When ACORN provocateur James O’Keefe and three accomplices were arrested at Sen. Mary Landrieu’s New Orleans office last week in the course of “maliciously interfering with a telephone system operated and controlled by the United States of America,” according to an FBI affidavit, a lot of people wondered what it was about Mary Landrieu and her telephones that merited O’Keefe’s interest.

In a post on biggovernment.com on Friday and again on Sean Hannity’s Fox News show Monday night, O’Keefe said that his intent was to determine whether Landrieu was intentionally avoiding constituent phone calls during the late-2009 run-up to the Senate health reform vote. “I decided to investigate why a representative of the people would be out of touch with her constituents for “weeks” because her phones were broken,” he wrote. “In investigating this matter, we decided to visit Senator Landrieu’s district office – the people’s office – to ask the staff if their phones were working.”

O’Keefe wasn’t the only one who had been investigating the matter. In fact, by the time he showed up in Landrieu’s office in late January, a couple of Louisiana political reporters had already examined the allegations that the senator had been ignoring her constituents. We spoke to two of them to find out why the Landrieu phone complaints never made the headlines in their respective newspapers.

Jonathan Tilove, who covers Lousiana’s congressional delegation for the New Orleans Times-Picayune’s bureau in Washington, D.C., and who has since written about O’Keefe’s arrest, said complaints about Landrieu’s phones just didn’t rise to the threshold of news, in his opinion. “The story portrayed by O’Keefe was that there was some intention here not to hear from her constituents. I think the idea when everyone is calling a congressional office and they’re not getting through is not surprising,” Tilove said.

• **Extracted records**:
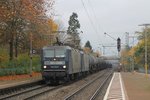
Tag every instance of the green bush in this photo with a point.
(21, 65)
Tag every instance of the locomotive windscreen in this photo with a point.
(54, 53)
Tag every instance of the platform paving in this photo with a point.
(137, 85)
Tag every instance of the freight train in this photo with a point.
(63, 63)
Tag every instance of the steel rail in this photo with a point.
(100, 87)
(22, 92)
(83, 87)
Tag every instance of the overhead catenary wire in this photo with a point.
(92, 24)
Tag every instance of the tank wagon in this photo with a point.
(63, 63)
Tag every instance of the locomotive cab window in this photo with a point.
(60, 53)
(48, 53)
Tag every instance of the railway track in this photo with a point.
(30, 93)
(103, 78)
(17, 88)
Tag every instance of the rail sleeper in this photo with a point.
(115, 90)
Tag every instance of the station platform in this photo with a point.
(116, 90)
(18, 80)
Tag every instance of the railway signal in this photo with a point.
(119, 44)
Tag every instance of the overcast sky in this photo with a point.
(114, 17)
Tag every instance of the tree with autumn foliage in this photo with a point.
(136, 54)
(19, 19)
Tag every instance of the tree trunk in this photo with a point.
(11, 49)
(16, 47)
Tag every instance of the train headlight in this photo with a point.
(64, 66)
(44, 66)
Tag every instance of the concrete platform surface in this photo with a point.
(137, 85)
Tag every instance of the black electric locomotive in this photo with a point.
(62, 63)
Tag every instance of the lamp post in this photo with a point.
(145, 36)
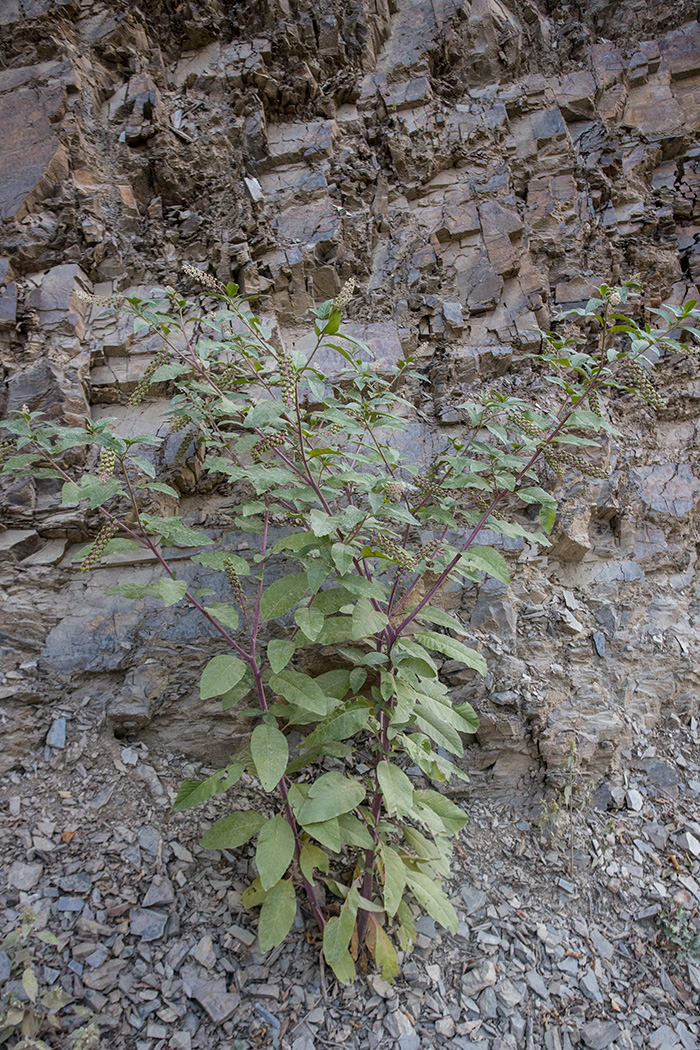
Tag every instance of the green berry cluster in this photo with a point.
(563, 458)
(178, 423)
(184, 445)
(288, 378)
(266, 445)
(96, 551)
(205, 278)
(234, 582)
(525, 424)
(397, 553)
(394, 490)
(643, 384)
(594, 402)
(427, 551)
(142, 390)
(344, 295)
(7, 448)
(107, 461)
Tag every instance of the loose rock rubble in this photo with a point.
(154, 940)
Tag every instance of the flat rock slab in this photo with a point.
(219, 1004)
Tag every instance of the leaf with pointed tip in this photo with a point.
(277, 915)
(274, 852)
(271, 754)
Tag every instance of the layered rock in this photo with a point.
(478, 167)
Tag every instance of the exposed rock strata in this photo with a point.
(476, 167)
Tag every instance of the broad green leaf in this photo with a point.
(227, 614)
(218, 560)
(271, 754)
(171, 590)
(430, 722)
(311, 858)
(220, 674)
(395, 879)
(174, 533)
(385, 956)
(30, 984)
(254, 895)
(274, 852)
(342, 557)
(432, 899)
(279, 653)
(330, 796)
(397, 789)
(450, 647)
(338, 931)
(299, 690)
(487, 560)
(354, 833)
(366, 620)
(193, 792)
(311, 622)
(327, 833)
(277, 915)
(282, 595)
(233, 831)
(452, 817)
(233, 696)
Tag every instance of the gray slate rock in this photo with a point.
(598, 1034)
(149, 924)
(57, 734)
(24, 877)
(212, 995)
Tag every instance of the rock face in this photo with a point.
(476, 166)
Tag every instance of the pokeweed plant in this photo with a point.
(367, 541)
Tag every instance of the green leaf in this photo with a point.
(354, 833)
(70, 492)
(327, 833)
(282, 595)
(227, 614)
(145, 465)
(233, 831)
(277, 915)
(300, 690)
(217, 560)
(220, 674)
(548, 509)
(171, 590)
(450, 647)
(450, 815)
(366, 620)
(397, 789)
(395, 880)
(313, 857)
(274, 852)
(311, 622)
(385, 956)
(433, 900)
(279, 653)
(193, 792)
(271, 754)
(30, 984)
(487, 560)
(330, 796)
(338, 931)
(174, 533)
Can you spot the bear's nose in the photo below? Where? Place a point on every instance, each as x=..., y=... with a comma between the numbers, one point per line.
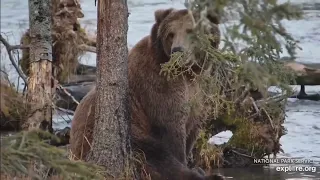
x=176, y=49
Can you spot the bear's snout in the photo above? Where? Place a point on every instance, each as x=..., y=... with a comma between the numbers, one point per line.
x=176, y=49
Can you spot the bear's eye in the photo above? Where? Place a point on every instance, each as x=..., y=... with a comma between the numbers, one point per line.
x=170, y=35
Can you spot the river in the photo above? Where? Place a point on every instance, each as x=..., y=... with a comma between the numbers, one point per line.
x=303, y=137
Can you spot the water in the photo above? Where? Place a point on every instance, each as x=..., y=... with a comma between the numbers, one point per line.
x=303, y=138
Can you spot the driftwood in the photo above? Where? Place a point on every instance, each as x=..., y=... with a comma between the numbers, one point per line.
x=307, y=73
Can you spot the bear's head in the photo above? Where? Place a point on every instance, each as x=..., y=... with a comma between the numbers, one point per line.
x=172, y=27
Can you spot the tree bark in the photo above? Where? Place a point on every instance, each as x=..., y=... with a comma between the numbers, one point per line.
x=39, y=84
x=111, y=143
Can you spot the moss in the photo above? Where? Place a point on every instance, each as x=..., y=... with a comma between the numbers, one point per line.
x=66, y=39
x=13, y=108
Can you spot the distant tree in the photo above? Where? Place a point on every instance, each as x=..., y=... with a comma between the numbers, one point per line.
x=111, y=144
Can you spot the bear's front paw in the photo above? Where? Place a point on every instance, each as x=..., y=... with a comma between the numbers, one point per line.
x=214, y=177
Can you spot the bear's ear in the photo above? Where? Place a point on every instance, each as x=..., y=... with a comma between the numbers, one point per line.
x=160, y=14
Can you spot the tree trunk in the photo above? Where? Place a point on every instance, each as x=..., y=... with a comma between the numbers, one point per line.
x=111, y=143
x=39, y=85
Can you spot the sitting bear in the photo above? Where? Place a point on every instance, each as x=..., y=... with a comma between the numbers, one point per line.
x=162, y=126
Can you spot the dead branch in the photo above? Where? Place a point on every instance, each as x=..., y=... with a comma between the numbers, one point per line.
x=9, y=48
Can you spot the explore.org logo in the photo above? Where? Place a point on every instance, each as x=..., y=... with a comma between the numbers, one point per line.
x=296, y=169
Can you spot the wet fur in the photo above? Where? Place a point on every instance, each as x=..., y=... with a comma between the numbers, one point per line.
x=162, y=126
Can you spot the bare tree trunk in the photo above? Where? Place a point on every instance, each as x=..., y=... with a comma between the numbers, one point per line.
x=111, y=139
x=39, y=83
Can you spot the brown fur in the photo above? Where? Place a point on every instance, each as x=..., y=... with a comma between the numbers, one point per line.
x=162, y=126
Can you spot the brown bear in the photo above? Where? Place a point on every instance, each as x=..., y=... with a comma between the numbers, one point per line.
x=162, y=125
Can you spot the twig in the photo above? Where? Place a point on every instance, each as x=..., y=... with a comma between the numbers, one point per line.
x=255, y=105
x=64, y=89
x=85, y=47
x=67, y=93
x=9, y=48
x=269, y=118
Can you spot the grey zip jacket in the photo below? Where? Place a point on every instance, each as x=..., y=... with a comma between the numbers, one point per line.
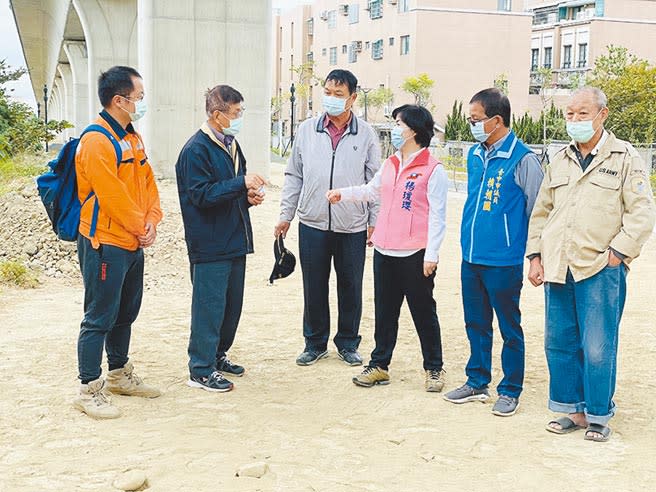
x=314, y=168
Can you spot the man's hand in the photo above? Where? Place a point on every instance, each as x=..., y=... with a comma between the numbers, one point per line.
x=255, y=198
x=281, y=228
x=370, y=232
x=148, y=239
x=536, y=272
x=333, y=196
x=429, y=268
x=254, y=181
x=613, y=260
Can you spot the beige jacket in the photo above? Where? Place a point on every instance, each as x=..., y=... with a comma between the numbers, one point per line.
x=579, y=215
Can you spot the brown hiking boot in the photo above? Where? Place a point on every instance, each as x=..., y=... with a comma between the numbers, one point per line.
x=94, y=400
x=124, y=381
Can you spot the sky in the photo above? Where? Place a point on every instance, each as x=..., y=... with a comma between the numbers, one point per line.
x=11, y=51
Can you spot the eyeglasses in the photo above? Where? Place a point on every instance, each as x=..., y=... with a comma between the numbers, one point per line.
x=473, y=122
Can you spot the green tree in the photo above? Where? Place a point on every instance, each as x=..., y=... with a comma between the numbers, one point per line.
x=457, y=126
x=419, y=87
x=630, y=85
x=378, y=98
x=20, y=129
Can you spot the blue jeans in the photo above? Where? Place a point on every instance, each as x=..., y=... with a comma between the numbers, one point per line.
x=113, y=288
x=347, y=251
x=486, y=289
x=580, y=341
x=217, y=299
x=395, y=279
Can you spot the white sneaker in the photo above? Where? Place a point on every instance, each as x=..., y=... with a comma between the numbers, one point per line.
x=124, y=381
x=95, y=401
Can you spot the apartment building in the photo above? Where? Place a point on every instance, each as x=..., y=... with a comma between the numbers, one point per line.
x=462, y=46
x=567, y=37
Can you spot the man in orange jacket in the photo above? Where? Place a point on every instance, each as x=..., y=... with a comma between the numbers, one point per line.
x=119, y=218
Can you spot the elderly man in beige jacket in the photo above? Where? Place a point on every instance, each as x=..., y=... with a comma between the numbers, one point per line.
x=594, y=212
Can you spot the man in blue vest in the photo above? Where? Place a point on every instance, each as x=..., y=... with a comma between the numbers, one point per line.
x=504, y=178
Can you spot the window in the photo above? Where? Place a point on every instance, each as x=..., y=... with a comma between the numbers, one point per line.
x=405, y=45
x=354, y=13
x=547, y=57
x=535, y=57
x=332, y=19
x=567, y=56
x=353, y=53
x=377, y=49
x=583, y=55
x=375, y=9
x=333, y=56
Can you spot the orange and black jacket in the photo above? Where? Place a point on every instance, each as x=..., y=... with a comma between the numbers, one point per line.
x=127, y=193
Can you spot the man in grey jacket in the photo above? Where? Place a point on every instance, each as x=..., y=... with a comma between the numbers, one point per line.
x=334, y=150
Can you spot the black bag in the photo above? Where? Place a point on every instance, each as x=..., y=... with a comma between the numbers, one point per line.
x=285, y=260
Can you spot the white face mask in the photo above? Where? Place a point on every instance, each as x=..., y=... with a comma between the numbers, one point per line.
x=139, y=109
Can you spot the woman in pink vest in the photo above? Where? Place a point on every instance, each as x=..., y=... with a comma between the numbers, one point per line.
x=412, y=188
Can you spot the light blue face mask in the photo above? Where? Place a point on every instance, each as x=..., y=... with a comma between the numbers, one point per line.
x=235, y=126
x=334, y=106
x=397, y=137
x=581, y=131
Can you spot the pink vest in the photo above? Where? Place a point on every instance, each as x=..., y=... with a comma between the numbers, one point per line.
x=402, y=222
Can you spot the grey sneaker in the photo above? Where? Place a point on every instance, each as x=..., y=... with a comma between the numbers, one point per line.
x=466, y=393
x=309, y=357
x=506, y=406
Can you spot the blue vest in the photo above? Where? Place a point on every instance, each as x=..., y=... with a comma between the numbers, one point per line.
x=494, y=223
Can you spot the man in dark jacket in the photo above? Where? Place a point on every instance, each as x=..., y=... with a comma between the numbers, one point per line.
x=215, y=193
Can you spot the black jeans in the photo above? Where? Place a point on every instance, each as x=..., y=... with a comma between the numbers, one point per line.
x=347, y=251
x=396, y=278
x=217, y=300
x=113, y=288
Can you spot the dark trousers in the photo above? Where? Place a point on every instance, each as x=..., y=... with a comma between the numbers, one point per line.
x=347, y=251
x=484, y=289
x=217, y=299
x=395, y=279
x=113, y=288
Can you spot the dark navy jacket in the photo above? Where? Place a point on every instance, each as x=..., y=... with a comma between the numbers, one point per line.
x=213, y=200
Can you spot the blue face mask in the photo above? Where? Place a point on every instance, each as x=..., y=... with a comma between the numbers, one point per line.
x=334, y=106
x=581, y=131
x=397, y=137
x=235, y=127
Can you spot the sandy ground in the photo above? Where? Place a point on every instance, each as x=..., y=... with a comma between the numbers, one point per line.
x=314, y=428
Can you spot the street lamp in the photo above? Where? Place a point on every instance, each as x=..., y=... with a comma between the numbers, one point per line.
x=292, y=100
x=45, y=111
x=365, y=91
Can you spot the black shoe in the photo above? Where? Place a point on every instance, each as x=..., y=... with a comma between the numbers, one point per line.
x=214, y=382
x=224, y=365
x=309, y=357
x=351, y=357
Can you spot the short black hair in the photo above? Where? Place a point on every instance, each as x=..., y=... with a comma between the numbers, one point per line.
x=343, y=77
x=115, y=81
x=495, y=103
x=220, y=97
x=419, y=120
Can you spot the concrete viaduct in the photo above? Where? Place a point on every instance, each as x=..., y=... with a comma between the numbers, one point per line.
x=180, y=47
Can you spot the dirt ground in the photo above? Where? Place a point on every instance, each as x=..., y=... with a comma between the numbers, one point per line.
x=311, y=425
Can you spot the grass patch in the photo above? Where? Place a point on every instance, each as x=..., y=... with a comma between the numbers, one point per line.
x=17, y=171
x=16, y=273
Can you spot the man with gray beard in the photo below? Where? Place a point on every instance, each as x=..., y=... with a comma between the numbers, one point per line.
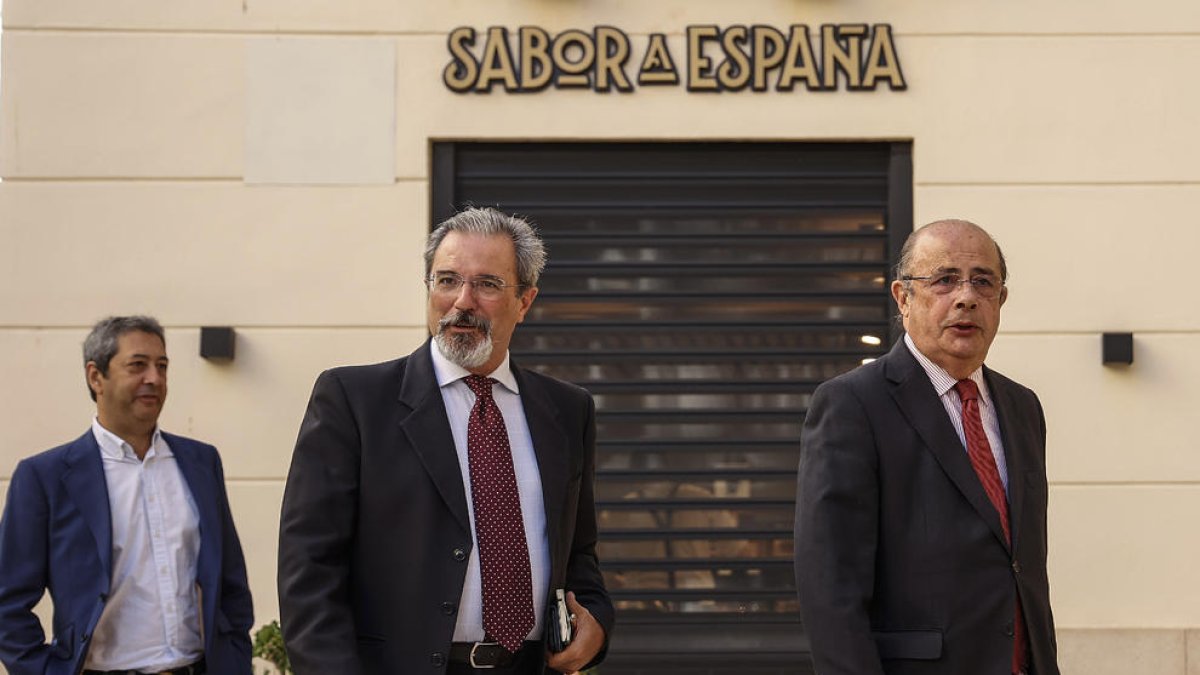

• **Prompt**: Copy word for word the passage of the article about O'Keefe and Senator Landrieu's phones that opens with the words containing "O’Keefe wasn’t the" and closes with "their respective newspapers.".

• **Output**:
O’Keefe wasn’t the only one who had been investigating the matter. In fact, by the time he showed up in Landrieu’s office in late January, a couple of Louisiana political reporters had already examined the allegations that the senator had been ignoring her constituents. We spoke to two of them to find out why the Landrieu phone complaints never made the headlines in their respective newspapers.